| WHAT YOU HAVE TO DO |
Transcribe only the last portion of the material: exactly the lines from the one with "Query: stone wall" through the end, inclusive.

| DATA FOR THIS TASK |
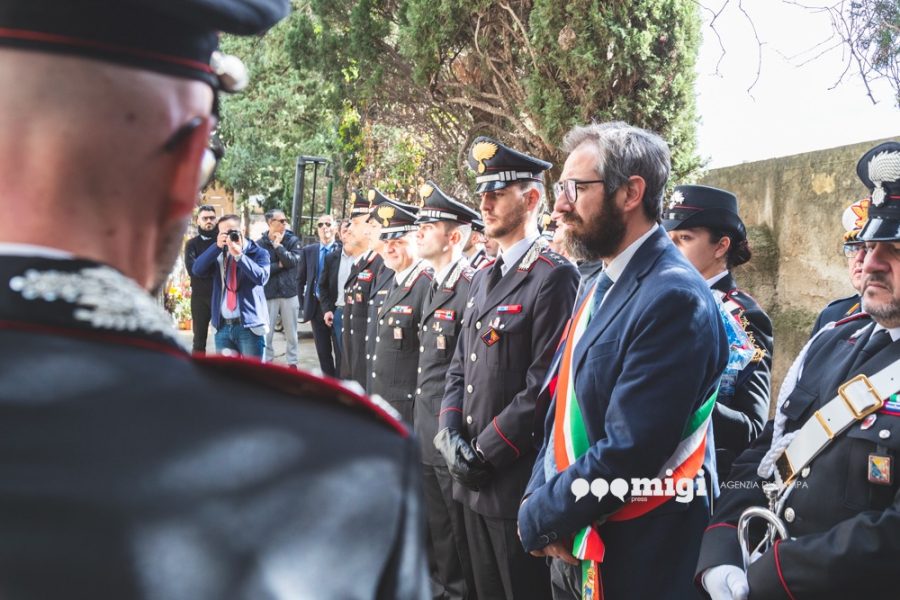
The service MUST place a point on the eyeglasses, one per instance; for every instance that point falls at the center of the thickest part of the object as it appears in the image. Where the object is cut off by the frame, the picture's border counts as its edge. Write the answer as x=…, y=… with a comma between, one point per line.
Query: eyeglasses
x=212, y=154
x=568, y=188
x=851, y=250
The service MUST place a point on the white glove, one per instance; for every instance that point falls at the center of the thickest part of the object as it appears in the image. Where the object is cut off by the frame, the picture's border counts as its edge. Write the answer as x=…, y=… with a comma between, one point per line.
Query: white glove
x=726, y=582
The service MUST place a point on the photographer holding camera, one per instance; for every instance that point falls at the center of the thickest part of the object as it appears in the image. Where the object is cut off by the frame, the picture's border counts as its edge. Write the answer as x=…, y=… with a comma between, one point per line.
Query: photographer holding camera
x=239, y=311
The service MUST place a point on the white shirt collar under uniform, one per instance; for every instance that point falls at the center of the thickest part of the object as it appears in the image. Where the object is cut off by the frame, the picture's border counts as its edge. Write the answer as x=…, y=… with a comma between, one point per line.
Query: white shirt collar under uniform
x=616, y=266
x=516, y=251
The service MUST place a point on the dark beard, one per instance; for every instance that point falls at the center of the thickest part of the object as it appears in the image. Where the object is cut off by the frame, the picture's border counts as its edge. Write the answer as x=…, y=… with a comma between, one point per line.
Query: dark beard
x=502, y=230
x=888, y=315
x=601, y=237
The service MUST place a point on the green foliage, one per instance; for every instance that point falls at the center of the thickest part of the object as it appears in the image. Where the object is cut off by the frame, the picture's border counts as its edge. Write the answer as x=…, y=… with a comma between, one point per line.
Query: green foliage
x=393, y=91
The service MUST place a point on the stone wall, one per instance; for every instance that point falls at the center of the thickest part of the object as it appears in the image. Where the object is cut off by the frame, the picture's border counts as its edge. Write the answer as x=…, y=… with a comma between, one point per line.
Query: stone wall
x=792, y=207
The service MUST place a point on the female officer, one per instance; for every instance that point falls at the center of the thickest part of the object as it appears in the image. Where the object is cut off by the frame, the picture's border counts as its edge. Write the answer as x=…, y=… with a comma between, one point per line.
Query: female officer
x=703, y=223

| SOLUTION TO THIS EXERCISE |
Query: stone wall
x=792, y=207
The service MUST place a point on the female officer, one per instance; for every instance that point falls at the center of the thickest part of the object as it appears in the image. Where the object is cut off by the frame, the picture's border counts as its edge. Write the answer as x=…, y=… with a comma between, one point per line.
Query: female officer
x=703, y=223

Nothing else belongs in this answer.